*WHAT YOU HAVE TO DO*.
Swap "hermit crab" for "land crab" in the data from the line with "Give one point for each instance of the conch" up to and including the last line, and give those lines again with nothing else changed.

*DATA FOR THE TASK*.
· · · · ·

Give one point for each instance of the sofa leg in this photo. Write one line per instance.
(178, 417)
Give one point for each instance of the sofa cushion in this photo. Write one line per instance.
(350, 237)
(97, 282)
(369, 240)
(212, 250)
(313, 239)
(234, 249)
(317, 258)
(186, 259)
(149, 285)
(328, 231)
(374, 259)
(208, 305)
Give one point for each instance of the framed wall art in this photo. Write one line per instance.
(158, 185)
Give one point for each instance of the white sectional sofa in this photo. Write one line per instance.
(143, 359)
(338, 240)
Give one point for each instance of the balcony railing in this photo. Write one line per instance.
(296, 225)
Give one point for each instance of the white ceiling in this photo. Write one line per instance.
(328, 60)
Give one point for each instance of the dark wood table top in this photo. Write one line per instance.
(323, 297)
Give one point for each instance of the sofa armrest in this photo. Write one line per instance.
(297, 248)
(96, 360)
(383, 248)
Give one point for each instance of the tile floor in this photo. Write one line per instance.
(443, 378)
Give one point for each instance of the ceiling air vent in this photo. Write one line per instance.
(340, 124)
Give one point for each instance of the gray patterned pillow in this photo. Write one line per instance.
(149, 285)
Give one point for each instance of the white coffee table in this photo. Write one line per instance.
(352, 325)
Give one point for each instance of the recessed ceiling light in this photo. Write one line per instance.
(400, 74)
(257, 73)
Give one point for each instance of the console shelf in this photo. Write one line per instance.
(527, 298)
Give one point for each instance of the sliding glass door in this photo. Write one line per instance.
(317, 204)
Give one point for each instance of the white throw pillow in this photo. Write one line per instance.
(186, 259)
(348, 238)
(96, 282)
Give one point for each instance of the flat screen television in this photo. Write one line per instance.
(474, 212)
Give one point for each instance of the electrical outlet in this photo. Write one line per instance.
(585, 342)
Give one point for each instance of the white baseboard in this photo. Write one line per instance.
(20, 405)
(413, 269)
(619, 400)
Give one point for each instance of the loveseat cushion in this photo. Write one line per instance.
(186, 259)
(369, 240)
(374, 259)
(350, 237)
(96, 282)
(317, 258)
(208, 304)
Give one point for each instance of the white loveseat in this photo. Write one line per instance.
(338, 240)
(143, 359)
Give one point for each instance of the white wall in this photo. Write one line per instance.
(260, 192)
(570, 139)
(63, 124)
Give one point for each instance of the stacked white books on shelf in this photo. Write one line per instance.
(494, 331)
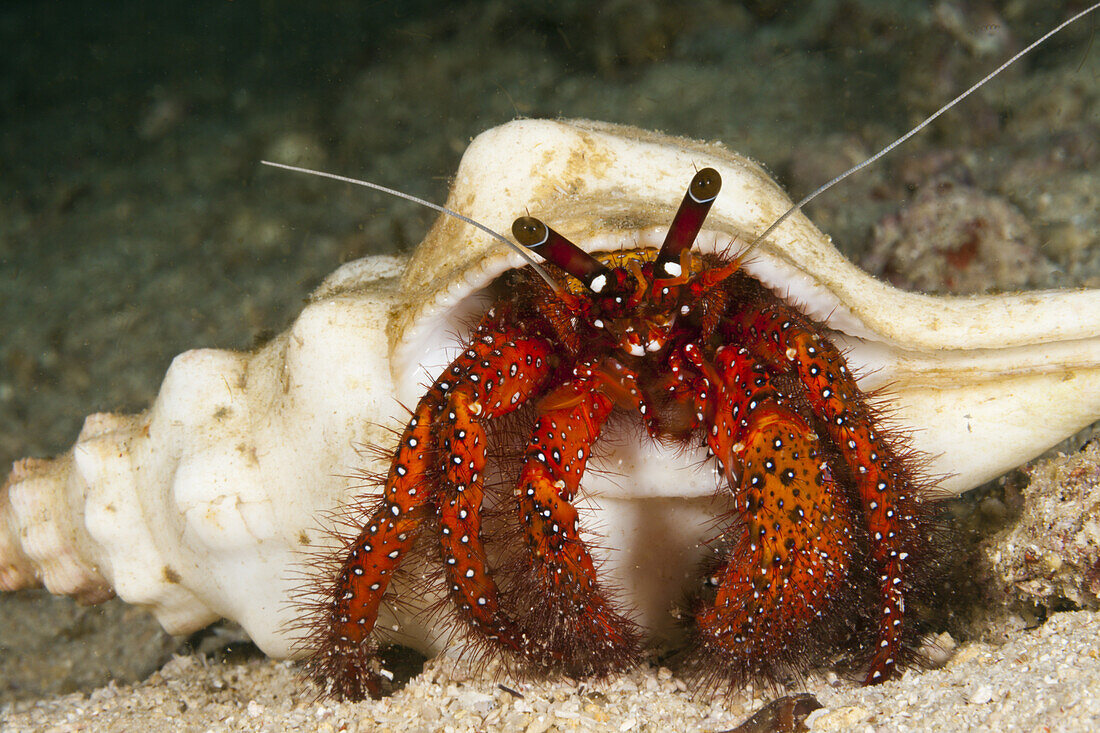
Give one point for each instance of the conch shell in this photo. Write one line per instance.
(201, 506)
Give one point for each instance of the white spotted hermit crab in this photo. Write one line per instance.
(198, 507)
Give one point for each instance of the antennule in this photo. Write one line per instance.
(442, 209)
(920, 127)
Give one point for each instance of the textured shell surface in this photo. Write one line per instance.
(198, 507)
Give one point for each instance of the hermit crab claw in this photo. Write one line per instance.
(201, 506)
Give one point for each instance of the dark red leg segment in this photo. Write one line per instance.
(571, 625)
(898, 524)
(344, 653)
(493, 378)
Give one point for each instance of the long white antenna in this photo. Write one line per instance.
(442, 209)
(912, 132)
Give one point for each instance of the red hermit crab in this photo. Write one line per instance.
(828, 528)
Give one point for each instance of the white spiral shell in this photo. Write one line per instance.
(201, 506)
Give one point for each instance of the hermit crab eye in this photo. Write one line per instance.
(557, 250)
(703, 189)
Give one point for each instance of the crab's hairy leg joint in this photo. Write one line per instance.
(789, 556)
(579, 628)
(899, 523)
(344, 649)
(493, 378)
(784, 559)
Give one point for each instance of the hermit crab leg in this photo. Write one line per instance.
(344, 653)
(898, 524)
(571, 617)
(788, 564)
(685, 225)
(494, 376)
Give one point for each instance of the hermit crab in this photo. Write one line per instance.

· · · · ·

*ANSWER TO THE TASK*.
Give one point for each instance of the conch shell in this photo. Write one line per instance.
(201, 506)
Give one point for each instance of the white spotted land crab in this photo. Write one line per instance.
(198, 507)
Give one point for each instance of the antennule in this photo. Write one line per instance.
(442, 209)
(920, 127)
Give one point for each instance of the textured shell surface in this photo. Write one line per instance.
(198, 507)
Give one point for each instance of the land crab claw in this photo. Write one line per instance.
(201, 506)
Give one point for each instance of the dark red leg segment in this photo. Write one line per instance.
(571, 625)
(898, 524)
(344, 653)
(493, 378)
Give one point for each instance of the long white antenna in this photo. Write one line per instance.
(442, 209)
(912, 132)
Give one point for each instance of the red land crab in this photo. Write one line per instance.
(828, 528)
Give one point for each instance of the white spiral shell in this photo. Write one line per instance.
(201, 506)
Give one point for each instance of the land crab eye in this photo. Write one line per instance.
(557, 250)
(703, 189)
Give one point for each instance of the crab's hairy leg joint in this photo. Write one line per instance.
(789, 556)
(579, 628)
(899, 523)
(344, 649)
(493, 378)
(784, 559)
Give one point for each instance of the land crab leg in this photo. Write one line per instance.
(344, 653)
(898, 524)
(571, 617)
(788, 564)
(685, 225)
(494, 376)
Give one point for each instance of the land crab in this photo. Write one line per instance.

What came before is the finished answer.